[Start SUPPLIED RECORDS]

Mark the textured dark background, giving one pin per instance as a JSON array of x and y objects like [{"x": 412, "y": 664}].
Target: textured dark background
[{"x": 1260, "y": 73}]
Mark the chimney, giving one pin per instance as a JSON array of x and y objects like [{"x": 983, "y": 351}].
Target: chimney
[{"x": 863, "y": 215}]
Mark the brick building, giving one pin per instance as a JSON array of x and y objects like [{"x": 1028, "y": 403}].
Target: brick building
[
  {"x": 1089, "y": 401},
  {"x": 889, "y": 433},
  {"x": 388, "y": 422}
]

[End SUPPLIED RECORDS]
[Start SUPPLIED RECORDS]

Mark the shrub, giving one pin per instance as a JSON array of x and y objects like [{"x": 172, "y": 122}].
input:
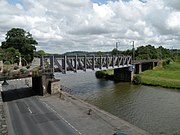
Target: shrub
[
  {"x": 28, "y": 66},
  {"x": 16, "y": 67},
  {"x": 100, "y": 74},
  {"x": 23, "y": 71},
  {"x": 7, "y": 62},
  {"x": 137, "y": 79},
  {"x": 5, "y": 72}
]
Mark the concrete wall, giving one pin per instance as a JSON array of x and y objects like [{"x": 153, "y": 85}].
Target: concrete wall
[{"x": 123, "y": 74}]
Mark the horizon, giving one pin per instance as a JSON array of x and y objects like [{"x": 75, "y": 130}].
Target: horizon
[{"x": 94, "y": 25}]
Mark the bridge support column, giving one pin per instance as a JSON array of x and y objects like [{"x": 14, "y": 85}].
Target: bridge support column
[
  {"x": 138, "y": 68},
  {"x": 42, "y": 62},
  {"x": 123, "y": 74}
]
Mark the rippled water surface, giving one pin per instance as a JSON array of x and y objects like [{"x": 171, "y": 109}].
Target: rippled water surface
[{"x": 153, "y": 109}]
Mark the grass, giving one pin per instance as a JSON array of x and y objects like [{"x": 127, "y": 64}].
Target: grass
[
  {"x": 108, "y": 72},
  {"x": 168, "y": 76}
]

[End SUPPLIED RECORDS]
[Start SUPPLIED RECORDS]

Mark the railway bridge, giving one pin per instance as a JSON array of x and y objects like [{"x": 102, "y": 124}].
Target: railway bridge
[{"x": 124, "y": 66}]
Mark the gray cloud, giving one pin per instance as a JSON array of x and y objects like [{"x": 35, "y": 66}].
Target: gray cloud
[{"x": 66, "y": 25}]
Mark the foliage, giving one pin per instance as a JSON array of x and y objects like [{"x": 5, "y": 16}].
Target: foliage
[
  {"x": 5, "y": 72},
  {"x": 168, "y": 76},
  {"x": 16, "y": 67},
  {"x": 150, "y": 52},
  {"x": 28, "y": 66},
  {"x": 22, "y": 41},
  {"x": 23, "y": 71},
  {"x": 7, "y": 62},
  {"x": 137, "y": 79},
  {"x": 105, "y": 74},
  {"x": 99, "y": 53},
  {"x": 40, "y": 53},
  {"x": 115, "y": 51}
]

[End SUPPLIED RECORDS]

REQUEST: How many lines in the data above contain the string "rippled", matching case exactly? Reply with the number alone.

EXERCISE SOLUTION: 2